**Aim of the task**
Filter the entries below, copying out every line that contains the string "table". Match case exactly.

**Supplied records**
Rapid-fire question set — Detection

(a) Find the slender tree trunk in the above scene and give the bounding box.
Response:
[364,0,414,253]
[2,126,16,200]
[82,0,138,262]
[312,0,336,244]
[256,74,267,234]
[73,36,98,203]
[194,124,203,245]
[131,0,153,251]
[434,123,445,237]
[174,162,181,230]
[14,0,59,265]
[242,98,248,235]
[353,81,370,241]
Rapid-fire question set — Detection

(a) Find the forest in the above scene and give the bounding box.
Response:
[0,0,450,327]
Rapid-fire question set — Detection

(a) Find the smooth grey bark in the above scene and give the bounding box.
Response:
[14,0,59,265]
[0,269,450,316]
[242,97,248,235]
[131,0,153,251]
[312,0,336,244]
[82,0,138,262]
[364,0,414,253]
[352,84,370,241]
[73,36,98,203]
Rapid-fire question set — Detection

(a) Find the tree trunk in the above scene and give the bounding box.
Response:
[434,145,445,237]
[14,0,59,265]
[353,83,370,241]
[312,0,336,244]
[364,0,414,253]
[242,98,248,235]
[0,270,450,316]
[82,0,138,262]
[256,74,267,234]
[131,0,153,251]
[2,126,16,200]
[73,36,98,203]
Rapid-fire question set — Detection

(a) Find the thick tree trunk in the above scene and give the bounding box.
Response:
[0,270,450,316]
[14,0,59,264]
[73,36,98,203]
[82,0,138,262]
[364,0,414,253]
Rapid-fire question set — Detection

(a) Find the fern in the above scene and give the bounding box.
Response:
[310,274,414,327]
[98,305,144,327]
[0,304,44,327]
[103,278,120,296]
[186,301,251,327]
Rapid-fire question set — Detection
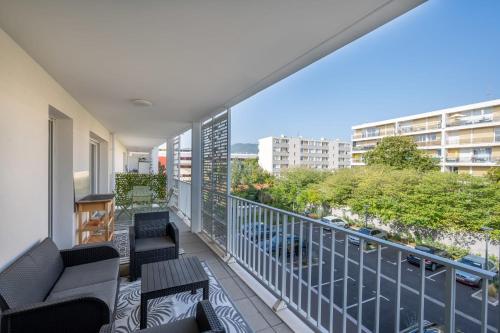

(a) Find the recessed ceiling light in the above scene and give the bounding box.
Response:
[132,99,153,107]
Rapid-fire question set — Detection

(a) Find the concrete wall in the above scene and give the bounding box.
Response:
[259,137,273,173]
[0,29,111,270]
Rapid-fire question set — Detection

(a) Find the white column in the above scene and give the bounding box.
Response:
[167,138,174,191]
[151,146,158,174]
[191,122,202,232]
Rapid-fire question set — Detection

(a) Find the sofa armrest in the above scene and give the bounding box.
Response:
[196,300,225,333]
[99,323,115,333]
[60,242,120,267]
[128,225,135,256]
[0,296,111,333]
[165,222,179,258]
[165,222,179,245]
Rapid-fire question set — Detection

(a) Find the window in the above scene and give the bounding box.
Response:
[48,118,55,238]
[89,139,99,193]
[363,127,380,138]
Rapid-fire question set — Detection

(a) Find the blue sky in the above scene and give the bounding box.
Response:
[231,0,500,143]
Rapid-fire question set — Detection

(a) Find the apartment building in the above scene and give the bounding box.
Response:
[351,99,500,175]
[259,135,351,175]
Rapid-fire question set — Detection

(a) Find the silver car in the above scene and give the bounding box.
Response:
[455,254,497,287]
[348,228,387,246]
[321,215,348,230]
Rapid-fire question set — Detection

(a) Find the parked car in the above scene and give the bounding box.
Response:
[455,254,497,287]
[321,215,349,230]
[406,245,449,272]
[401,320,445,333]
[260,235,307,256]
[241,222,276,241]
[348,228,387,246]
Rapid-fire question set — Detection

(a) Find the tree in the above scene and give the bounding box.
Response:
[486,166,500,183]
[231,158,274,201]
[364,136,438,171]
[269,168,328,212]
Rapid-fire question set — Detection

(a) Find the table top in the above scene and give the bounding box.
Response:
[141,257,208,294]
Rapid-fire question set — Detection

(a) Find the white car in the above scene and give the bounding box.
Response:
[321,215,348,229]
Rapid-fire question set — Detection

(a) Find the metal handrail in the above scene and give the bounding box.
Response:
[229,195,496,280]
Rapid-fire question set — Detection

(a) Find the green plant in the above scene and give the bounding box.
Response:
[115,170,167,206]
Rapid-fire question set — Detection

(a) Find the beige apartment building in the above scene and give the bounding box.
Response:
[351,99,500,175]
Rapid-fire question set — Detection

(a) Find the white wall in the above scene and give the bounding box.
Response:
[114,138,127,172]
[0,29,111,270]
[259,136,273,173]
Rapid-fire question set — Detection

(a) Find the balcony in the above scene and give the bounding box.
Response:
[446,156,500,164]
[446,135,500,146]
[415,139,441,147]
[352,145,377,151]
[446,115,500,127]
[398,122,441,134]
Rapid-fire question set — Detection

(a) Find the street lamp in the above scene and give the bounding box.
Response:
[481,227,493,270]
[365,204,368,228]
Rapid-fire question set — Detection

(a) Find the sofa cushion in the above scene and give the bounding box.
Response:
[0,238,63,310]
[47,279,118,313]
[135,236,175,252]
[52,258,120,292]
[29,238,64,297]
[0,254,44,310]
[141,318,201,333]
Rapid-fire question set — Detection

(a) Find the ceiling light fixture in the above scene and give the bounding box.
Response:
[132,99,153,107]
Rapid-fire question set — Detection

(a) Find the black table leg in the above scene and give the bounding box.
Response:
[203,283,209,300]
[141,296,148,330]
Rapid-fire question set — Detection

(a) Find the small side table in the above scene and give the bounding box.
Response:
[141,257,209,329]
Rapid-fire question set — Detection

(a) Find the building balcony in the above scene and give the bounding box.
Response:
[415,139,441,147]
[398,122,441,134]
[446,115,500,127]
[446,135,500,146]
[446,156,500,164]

* * *

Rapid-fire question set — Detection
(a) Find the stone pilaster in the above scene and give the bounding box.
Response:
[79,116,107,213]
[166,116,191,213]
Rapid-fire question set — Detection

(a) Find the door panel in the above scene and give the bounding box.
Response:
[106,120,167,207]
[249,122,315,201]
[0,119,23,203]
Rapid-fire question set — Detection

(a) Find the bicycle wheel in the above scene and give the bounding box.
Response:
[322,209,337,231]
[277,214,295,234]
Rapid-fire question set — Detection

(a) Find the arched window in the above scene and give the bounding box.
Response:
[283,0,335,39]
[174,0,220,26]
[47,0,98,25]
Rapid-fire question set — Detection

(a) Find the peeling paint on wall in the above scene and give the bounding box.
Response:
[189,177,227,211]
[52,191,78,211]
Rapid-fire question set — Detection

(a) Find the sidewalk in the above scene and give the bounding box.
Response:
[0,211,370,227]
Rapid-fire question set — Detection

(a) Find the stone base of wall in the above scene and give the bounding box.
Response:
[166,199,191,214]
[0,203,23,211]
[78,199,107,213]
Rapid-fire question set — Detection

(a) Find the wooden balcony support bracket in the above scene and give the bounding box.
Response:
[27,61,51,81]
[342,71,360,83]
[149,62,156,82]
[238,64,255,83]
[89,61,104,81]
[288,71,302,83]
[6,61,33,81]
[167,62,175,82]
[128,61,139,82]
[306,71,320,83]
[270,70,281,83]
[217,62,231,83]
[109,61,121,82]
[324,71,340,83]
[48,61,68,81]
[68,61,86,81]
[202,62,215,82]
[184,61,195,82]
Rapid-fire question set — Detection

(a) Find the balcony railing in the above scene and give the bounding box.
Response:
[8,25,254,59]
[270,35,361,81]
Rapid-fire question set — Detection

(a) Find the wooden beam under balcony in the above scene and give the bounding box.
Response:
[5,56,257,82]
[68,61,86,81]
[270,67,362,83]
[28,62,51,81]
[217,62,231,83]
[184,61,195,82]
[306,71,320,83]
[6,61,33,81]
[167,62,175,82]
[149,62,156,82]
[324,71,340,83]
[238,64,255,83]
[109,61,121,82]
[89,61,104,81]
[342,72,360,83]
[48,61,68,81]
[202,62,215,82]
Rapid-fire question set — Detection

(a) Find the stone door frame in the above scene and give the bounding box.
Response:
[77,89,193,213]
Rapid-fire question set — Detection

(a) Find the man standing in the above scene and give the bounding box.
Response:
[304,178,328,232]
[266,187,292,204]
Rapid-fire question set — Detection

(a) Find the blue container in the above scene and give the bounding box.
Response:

* * *

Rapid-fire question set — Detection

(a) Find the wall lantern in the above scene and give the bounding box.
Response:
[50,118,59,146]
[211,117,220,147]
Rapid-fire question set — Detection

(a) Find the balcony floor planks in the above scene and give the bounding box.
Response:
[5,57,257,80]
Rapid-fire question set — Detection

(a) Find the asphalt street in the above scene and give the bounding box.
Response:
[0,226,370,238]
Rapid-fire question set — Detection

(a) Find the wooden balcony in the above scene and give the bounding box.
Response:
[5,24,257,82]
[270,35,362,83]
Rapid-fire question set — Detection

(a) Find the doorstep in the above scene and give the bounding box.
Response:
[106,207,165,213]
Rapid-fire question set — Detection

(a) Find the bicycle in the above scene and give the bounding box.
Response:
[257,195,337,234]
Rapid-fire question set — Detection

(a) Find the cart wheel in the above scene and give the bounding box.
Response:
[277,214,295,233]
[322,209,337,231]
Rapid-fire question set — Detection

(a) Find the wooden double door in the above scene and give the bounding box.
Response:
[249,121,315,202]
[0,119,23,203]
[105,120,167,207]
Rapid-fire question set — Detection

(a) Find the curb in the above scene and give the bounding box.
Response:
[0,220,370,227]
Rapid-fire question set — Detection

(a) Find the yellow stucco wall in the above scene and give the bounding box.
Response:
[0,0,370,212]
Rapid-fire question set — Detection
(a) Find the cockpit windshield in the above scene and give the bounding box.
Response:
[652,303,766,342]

**Written answer**
(a) Find the table top in the above scene and give the bounding box.
(a) Find the black table leg in the above scene and give the bounding box.
(a) Find the small side table in the above scene and give the bounding box.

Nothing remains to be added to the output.